Set exercise
Repeat the records below word for word, but start at the line that contains "frame in this photo.", stop after the last line, and include nothing else.

Records provided

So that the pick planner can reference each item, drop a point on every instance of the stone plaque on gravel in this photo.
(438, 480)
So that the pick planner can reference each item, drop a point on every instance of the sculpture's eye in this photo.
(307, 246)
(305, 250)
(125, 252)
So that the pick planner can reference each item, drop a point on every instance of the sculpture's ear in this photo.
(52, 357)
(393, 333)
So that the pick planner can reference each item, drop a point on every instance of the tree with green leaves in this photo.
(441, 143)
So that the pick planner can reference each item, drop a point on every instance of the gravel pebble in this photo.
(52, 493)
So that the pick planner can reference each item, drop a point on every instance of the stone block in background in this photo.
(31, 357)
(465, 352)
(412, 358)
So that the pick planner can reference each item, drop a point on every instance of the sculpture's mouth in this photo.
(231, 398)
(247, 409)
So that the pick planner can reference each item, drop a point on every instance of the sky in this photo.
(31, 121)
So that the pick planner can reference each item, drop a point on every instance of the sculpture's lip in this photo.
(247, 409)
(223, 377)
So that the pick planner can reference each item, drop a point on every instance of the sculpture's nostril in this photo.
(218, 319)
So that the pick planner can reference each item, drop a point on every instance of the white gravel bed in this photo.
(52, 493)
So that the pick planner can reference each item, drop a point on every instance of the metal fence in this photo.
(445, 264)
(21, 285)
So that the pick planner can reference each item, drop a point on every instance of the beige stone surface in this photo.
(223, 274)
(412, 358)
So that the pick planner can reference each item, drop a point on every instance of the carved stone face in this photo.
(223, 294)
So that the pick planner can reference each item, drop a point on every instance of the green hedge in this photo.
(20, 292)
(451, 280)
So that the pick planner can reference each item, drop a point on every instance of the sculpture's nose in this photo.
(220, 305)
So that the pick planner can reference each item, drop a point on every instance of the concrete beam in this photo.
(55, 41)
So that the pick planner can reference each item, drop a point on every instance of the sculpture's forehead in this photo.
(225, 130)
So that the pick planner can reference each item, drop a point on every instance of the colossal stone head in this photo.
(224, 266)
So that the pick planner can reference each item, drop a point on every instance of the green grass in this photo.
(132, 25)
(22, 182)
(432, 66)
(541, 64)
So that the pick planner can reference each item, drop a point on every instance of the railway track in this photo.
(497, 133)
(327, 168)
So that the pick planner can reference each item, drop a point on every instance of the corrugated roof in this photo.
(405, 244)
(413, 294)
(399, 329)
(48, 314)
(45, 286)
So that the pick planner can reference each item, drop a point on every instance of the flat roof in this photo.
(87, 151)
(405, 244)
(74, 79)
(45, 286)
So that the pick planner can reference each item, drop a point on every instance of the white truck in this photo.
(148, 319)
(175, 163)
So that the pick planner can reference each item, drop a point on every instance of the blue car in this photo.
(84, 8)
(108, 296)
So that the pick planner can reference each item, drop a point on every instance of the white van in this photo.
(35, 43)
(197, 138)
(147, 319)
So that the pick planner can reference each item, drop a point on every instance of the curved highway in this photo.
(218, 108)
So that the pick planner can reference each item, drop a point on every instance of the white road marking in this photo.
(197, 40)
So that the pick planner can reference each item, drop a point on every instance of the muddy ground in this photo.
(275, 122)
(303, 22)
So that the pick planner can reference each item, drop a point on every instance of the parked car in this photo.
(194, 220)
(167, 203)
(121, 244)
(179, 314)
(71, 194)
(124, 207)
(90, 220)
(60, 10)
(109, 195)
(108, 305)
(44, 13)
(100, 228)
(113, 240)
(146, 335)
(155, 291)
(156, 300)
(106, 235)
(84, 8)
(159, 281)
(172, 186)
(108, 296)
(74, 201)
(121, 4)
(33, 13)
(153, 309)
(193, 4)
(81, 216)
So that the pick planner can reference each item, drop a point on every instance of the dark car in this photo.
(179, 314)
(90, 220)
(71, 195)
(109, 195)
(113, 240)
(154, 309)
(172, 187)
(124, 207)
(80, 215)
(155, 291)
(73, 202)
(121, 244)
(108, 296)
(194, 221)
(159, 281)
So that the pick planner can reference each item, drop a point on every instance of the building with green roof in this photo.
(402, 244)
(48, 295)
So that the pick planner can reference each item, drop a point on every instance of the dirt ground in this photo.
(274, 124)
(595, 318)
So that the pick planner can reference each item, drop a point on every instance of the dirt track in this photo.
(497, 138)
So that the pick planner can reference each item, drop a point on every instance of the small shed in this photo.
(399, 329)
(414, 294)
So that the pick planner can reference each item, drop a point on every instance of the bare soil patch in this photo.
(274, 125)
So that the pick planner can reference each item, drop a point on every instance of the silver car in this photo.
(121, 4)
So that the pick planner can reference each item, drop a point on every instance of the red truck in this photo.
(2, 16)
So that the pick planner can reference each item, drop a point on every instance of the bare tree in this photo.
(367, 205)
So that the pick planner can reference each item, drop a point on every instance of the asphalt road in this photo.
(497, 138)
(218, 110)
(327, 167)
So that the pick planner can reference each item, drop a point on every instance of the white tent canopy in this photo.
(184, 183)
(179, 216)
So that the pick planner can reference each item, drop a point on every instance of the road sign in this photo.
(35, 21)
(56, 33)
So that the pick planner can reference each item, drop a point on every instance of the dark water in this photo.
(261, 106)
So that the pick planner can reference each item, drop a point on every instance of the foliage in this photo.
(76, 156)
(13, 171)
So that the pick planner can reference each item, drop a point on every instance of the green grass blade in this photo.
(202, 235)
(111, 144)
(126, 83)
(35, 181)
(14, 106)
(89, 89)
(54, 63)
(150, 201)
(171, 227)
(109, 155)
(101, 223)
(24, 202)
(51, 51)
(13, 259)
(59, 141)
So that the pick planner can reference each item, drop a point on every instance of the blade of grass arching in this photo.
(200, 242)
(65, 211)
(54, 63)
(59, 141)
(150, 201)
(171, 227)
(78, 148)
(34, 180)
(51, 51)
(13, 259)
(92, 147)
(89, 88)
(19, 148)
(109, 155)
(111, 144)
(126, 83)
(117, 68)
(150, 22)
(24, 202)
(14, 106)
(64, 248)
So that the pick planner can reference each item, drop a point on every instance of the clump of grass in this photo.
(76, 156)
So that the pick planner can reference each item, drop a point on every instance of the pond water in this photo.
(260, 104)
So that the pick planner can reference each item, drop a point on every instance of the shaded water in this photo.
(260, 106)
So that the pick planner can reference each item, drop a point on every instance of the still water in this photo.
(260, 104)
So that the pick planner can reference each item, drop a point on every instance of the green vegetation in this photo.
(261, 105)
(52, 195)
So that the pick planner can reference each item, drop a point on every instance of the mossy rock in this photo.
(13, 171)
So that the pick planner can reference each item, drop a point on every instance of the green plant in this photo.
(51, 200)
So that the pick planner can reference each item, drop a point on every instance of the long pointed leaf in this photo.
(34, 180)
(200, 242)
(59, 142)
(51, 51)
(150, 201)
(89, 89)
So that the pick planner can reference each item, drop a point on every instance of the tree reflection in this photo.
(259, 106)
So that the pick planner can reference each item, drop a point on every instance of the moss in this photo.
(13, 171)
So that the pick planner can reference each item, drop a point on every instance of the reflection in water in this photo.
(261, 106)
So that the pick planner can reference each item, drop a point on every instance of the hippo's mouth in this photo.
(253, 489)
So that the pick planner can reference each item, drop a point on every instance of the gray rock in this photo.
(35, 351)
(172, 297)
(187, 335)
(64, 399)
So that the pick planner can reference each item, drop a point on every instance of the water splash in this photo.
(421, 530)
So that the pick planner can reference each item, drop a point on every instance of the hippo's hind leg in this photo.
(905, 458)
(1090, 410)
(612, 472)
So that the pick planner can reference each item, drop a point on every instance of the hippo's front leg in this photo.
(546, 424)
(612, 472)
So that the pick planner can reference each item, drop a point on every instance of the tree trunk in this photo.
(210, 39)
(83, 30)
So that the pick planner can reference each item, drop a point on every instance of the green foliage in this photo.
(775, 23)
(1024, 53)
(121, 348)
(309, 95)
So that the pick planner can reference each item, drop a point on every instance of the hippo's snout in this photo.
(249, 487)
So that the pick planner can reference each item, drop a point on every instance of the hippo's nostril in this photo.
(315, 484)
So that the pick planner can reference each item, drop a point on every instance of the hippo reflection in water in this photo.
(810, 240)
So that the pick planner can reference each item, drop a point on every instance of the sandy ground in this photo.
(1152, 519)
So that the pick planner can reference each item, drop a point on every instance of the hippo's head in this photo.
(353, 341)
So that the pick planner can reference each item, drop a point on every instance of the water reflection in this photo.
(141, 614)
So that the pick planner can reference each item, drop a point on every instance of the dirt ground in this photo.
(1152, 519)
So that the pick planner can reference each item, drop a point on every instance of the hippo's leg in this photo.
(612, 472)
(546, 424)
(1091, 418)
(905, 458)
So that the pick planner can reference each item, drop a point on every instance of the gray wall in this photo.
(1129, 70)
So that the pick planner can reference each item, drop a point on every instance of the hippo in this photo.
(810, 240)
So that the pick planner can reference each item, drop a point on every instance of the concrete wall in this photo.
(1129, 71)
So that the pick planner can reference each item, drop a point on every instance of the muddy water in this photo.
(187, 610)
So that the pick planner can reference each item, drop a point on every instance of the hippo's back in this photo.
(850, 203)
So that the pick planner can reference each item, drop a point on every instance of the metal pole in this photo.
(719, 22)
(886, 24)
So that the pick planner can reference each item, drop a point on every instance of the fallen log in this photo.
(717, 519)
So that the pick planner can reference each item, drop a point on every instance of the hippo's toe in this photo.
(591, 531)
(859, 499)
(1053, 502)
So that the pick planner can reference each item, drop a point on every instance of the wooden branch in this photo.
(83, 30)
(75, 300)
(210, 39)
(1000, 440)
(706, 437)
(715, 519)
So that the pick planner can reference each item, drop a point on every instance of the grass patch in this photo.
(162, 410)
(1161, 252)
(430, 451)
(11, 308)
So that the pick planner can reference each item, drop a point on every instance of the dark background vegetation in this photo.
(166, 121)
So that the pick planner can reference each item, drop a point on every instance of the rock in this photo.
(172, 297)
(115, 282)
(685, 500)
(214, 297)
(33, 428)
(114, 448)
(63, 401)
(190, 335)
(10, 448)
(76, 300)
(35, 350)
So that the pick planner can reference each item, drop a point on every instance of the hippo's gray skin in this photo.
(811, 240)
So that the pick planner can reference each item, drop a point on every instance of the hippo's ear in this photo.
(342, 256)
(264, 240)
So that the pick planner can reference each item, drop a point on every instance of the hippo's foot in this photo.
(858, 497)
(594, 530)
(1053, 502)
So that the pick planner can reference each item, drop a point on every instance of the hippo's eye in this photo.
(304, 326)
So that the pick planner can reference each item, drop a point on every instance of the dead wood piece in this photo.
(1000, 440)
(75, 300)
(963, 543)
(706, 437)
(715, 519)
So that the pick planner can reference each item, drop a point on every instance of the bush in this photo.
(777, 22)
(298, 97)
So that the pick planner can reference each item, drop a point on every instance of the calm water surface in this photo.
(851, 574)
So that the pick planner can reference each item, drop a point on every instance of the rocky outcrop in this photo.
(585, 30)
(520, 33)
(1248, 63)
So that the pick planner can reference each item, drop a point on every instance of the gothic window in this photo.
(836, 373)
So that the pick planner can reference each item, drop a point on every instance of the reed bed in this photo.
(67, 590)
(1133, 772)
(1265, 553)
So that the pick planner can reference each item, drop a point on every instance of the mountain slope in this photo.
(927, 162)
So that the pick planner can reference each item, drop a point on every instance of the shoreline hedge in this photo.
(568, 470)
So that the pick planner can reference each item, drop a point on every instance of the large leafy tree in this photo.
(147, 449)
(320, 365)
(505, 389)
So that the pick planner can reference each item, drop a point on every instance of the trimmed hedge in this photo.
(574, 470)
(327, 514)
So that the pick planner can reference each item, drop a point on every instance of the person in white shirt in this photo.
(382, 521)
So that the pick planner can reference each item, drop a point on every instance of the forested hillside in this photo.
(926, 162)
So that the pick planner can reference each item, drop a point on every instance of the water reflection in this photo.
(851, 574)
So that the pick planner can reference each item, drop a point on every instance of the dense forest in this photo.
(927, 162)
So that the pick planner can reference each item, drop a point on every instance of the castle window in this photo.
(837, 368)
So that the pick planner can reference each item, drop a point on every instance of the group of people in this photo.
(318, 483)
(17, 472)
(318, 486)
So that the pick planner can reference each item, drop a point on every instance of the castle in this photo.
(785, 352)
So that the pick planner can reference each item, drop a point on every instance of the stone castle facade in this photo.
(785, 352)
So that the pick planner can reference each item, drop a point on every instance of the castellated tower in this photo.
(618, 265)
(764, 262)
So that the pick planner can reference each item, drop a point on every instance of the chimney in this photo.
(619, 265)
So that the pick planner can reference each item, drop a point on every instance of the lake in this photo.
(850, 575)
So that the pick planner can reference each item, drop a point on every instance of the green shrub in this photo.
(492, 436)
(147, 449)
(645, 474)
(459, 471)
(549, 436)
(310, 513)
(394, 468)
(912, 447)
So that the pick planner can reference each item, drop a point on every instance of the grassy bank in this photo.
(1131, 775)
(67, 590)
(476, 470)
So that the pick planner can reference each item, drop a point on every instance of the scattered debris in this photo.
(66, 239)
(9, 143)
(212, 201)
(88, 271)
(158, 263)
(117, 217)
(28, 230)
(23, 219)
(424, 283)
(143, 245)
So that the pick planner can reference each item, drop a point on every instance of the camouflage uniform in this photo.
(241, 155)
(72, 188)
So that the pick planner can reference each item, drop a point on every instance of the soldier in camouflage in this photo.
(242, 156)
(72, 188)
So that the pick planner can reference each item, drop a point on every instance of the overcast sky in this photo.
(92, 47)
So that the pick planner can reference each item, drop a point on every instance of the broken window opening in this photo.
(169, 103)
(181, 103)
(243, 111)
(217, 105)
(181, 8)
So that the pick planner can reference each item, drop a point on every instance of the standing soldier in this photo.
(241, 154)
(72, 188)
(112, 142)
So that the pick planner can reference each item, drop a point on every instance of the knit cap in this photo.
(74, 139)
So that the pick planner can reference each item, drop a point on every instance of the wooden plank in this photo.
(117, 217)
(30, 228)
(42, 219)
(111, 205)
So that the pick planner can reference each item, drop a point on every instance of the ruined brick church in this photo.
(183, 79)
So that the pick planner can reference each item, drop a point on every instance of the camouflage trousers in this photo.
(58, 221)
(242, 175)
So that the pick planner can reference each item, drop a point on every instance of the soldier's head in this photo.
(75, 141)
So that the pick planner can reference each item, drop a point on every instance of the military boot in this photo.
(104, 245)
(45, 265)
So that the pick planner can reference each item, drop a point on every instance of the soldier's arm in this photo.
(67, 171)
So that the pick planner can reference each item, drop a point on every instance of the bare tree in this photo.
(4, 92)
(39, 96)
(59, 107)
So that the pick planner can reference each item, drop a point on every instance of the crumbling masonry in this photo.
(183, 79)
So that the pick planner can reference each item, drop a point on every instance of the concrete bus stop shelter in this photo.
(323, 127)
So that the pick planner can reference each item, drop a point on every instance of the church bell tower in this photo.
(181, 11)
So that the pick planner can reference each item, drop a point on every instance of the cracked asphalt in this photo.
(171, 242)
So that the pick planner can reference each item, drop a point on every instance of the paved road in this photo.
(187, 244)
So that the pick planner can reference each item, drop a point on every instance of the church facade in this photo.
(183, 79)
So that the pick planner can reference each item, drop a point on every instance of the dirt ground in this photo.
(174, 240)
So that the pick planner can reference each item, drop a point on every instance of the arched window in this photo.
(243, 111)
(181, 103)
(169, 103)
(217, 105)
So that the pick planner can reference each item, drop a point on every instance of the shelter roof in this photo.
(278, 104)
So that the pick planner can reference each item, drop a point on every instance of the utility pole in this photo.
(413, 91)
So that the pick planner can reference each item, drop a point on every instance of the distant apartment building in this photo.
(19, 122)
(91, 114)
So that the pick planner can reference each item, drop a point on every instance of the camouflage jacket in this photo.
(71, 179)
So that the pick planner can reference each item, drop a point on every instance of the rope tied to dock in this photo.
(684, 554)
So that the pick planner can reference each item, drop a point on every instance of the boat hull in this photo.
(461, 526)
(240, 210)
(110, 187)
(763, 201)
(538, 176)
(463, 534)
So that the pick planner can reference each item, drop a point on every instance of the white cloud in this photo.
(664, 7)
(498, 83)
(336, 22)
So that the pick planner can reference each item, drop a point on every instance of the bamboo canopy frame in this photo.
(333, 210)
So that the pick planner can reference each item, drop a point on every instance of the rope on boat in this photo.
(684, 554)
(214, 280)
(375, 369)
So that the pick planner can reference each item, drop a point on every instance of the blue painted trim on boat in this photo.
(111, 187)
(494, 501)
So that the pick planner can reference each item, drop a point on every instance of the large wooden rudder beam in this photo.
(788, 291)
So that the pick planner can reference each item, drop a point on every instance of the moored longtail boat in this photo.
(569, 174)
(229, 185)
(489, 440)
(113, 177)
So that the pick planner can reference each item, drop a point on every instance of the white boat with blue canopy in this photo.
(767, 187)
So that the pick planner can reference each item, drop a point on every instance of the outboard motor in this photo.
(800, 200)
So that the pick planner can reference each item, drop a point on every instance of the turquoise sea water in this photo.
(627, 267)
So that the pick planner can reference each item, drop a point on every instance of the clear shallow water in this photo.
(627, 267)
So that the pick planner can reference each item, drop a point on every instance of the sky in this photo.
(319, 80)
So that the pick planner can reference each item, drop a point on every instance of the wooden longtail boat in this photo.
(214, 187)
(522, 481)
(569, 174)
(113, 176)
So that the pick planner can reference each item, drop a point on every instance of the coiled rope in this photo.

Result of the exercise
So that the pick planner can reference each item, drop a point on every instance of the bamboo canopy frame in this photo.
(333, 210)
So that the pick planner can reference each item, drop a point on every instance of the rope on boat in this photo.
(684, 554)
(214, 280)
(375, 369)
So that the pick planner can reference each item, drop a point on every instance of the blue painted trim on boat in this photo.
(111, 187)
(494, 501)
So that the pick planner can reference each item, drop a point on every instance of the large wooden rudder beam in this photo.
(788, 291)
So that the pick planner can reference each item, drop a point on every instance of the moored longtail boat in this photo.
(569, 174)
(229, 185)
(489, 440)
(113, 177)
So that the pick planner can reference each item, drop a point on every instance of the white boat with blue canopy in this photo.
(767, 187)
So that the pick planner can reference each item, drop a point on every instance of the outboard motor in this photo.
(800, 200)
So that the pick planner can reference each item, drop a point on every instance of the turquoise sea water in this photo.
(627, 267)
So that the pick planner can reference each item, drop a point on every instance of the clear shallow water in this photo.
(627, 267)
So that the pick planner can reference each item, drop a point on every instance of the sky in this photo.
(319, 80)
So that the pick planner can reference each item, drop a point on every instance of the wooden longtail boat in this photo.
(214, 187)
(522, 481)
(569, 174)
(113, 176)
So that the pick planner can reference each item, drop a point on every instance of the coiled rope in this photo.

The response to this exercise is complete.